(DATA SHOWN)

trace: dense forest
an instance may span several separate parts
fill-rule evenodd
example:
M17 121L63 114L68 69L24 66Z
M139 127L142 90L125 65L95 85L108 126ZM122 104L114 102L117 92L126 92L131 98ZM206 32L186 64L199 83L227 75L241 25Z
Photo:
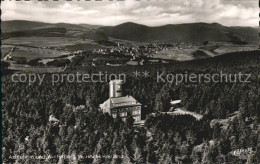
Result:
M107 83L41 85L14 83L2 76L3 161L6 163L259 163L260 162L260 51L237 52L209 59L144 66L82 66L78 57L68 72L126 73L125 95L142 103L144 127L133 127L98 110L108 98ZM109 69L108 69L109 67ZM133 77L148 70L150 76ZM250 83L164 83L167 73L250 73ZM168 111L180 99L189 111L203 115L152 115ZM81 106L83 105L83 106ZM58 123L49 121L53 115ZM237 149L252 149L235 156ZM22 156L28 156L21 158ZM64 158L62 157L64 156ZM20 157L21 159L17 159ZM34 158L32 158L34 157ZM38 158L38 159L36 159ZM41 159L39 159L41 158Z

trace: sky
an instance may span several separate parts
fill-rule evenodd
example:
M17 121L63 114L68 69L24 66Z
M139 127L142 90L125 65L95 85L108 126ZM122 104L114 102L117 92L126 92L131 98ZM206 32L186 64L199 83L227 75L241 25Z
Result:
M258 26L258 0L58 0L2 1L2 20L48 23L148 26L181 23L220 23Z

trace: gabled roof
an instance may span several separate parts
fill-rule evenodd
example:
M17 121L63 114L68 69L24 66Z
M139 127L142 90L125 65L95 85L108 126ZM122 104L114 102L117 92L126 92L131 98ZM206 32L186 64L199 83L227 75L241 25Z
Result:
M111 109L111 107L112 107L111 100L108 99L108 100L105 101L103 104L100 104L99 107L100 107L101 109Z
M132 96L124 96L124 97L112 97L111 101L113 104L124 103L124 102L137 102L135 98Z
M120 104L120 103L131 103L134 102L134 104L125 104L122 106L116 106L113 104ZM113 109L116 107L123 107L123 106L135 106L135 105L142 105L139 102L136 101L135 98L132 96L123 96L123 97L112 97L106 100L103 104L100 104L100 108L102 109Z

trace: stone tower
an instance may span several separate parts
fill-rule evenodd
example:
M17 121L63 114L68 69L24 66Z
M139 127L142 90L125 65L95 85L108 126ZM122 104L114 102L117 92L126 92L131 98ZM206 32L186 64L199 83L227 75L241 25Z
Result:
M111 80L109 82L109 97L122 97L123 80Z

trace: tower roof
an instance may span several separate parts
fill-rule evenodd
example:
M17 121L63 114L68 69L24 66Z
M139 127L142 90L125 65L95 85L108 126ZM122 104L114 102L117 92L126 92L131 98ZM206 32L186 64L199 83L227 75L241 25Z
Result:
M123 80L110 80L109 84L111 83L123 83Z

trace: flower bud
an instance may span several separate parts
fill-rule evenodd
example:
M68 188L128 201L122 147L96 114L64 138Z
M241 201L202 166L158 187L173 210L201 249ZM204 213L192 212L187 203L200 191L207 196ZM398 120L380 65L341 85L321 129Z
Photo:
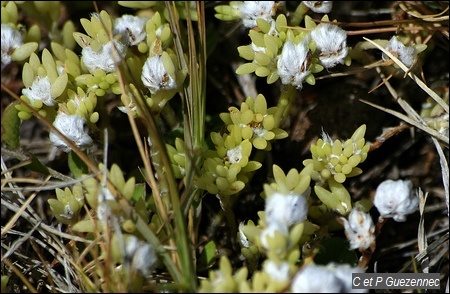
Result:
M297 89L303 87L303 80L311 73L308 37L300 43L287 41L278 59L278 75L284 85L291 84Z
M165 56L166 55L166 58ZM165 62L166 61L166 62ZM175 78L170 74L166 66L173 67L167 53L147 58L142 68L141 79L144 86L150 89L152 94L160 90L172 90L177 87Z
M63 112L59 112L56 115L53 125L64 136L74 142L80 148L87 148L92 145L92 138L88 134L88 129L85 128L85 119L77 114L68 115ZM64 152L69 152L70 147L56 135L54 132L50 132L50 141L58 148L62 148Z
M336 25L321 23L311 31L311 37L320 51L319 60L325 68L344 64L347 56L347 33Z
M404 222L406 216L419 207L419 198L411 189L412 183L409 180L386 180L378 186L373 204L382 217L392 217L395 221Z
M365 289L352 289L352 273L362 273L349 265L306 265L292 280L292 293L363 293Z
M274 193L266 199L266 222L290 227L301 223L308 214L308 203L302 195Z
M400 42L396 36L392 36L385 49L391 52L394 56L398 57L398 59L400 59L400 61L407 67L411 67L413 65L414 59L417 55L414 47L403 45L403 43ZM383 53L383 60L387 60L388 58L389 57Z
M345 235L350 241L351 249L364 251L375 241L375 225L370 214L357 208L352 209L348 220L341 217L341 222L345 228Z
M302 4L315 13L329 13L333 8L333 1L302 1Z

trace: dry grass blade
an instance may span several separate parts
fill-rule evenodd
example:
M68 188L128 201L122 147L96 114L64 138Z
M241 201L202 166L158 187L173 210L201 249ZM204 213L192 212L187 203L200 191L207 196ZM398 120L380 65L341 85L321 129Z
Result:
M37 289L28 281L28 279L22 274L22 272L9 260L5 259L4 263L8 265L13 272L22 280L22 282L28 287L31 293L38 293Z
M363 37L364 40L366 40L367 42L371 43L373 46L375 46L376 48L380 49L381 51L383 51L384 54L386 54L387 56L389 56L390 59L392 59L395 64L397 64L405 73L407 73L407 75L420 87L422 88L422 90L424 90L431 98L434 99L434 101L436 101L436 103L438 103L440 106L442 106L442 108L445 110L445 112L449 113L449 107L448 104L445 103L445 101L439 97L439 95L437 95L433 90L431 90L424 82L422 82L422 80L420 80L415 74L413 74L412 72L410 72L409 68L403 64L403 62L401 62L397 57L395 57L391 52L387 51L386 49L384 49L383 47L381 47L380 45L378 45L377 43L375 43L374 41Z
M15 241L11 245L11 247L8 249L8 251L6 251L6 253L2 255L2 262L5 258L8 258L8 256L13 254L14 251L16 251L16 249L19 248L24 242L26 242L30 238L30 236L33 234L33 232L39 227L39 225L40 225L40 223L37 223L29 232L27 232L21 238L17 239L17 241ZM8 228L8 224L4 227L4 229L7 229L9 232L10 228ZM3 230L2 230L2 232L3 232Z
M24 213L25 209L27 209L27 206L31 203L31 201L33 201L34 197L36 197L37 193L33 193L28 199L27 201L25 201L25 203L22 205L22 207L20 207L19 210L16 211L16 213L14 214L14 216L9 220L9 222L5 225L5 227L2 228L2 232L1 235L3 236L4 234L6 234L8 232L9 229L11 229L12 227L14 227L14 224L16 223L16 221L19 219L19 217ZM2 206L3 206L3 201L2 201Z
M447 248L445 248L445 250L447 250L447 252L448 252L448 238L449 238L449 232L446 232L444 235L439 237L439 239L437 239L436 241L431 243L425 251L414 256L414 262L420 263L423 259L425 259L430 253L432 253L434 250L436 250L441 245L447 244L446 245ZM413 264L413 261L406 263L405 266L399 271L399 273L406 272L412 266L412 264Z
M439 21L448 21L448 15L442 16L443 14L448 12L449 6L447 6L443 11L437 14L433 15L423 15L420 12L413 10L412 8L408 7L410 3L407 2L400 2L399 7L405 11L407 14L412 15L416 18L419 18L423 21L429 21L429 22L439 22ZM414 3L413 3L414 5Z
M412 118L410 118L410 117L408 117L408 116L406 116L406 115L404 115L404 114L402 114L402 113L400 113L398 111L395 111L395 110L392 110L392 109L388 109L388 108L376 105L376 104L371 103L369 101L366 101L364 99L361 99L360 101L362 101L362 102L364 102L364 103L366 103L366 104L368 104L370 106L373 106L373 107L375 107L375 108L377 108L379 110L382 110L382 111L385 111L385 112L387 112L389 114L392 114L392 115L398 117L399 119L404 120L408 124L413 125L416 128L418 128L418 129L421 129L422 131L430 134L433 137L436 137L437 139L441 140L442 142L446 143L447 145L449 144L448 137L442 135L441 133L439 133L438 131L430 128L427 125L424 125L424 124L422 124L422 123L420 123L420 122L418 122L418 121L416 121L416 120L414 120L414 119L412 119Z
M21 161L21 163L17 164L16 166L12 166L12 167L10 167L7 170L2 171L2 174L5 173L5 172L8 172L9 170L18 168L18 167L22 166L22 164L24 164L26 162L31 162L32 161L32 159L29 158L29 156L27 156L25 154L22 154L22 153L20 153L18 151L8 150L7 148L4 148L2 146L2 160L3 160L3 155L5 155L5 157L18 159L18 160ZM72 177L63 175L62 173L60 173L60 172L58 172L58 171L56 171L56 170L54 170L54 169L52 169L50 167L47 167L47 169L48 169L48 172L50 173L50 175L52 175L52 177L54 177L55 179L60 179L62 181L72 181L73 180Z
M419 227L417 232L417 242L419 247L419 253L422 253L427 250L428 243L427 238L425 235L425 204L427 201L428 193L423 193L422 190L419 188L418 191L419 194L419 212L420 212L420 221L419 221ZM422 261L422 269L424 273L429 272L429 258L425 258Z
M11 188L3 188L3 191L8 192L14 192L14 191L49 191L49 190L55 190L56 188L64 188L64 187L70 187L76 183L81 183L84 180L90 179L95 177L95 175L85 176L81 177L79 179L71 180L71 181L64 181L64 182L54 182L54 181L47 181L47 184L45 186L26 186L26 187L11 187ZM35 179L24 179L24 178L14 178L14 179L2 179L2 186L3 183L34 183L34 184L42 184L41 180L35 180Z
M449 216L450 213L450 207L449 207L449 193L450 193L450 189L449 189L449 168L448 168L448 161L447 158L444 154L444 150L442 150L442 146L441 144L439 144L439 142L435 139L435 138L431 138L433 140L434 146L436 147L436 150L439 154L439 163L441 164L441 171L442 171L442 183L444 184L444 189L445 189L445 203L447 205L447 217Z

(End DATA SHOWN)

### EXERCISE REQUIREMENTS
List the lines of the entries that include "trace".

### THE ANSWER
trace: dense forest
trace: sky
trace: gabled roof
trace: stone tower
trace: tower roof
trace: flower bud
trace: dry grass blade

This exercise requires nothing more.